Records supplied START

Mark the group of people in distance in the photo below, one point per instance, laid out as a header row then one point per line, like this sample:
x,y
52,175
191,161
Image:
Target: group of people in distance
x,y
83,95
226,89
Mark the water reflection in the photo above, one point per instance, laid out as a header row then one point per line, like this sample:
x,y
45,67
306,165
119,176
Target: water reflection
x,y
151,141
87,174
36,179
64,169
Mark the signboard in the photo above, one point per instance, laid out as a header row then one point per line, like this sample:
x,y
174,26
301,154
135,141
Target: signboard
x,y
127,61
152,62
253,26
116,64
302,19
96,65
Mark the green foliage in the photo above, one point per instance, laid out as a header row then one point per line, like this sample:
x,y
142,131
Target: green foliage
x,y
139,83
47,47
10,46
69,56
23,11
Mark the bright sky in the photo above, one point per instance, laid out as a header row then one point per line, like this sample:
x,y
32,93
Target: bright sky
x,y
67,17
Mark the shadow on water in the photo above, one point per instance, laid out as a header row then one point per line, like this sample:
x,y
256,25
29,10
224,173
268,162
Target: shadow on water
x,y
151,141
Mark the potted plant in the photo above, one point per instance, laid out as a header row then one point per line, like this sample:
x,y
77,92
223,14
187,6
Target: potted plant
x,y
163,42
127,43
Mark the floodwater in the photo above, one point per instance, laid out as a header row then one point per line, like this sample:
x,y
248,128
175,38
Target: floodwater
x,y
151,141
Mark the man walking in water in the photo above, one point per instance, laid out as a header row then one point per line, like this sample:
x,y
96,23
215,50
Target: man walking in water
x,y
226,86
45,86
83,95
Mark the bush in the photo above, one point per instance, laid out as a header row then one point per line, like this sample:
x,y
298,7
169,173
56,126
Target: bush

Records supplied END

_Assignment_
Each line above should be reproduced exactly, with nothing omitted.

_Your solution_
Mark the group of people in distance in the photo below, one point per instance, laid out as a header row then one point per line, like this sample:
x,y
52,175
191,161
Image:
Target: group of people in distance
x,y
83,95
226,89
Mark the water reflection in the photo above, one point per instance, laid out as a header row then one point per line, like this sample:
x,y
45,67
306,165
119,176
Target: water reflection
x,y
151,141
87,174
36,179
64,169
Mark the signboard in the photo above, one point per instance, laid out as a header row then one point per line, like this sample:
x,y
174,26
301,154
135,141
Target: signboard
x,y
127,61
152,62
253,26
116,64
302,19
96,65
Mark the green foliage in the photo above, one point per instance, laid out as a header row then one point per line, like this sample:
x,y
142,131
Target: green foliage
x,y
139,83
47,47
10,46
69,56
23,11
Mark the bright sky in the photo above, one point per instance, laid out as a header row then one point per line, like this sample:
x,y
32,93
Target: bright sky
x,y
67,17
Mark the shadow on water in the photo above, one point per instance, laid out as a header row then one point per line, like this sample:
x,y
256,25
29,10
224,173
268,162
Target: shadow on water
x,y
151,141
Mark the potted plant in the photo above, one point per instance, laid out as a header row then one point per line, like this sample:
x,y
77,92
223,14
187,6
Target: potted plant
x,y
163,42
127,43
Mark the floodwater in the photo above, one point per instance, laid out as a header row then one point per line, like this sample:
x,y
248,128
175,38
Target: floodwater
x,y
151,141
Mark the man walking in water in the photo above, one point per instance, laid out as a header row then one point per line, like this sample:
x,y
96,23
215,50
Target: man walking in water
x,y
226,86
45,86
83,95
Mark the bush in the photo above, one point per instance, laid out as a header row then one point per line, like this sample:
x,y
298,7
169,173
56,126
Target: bush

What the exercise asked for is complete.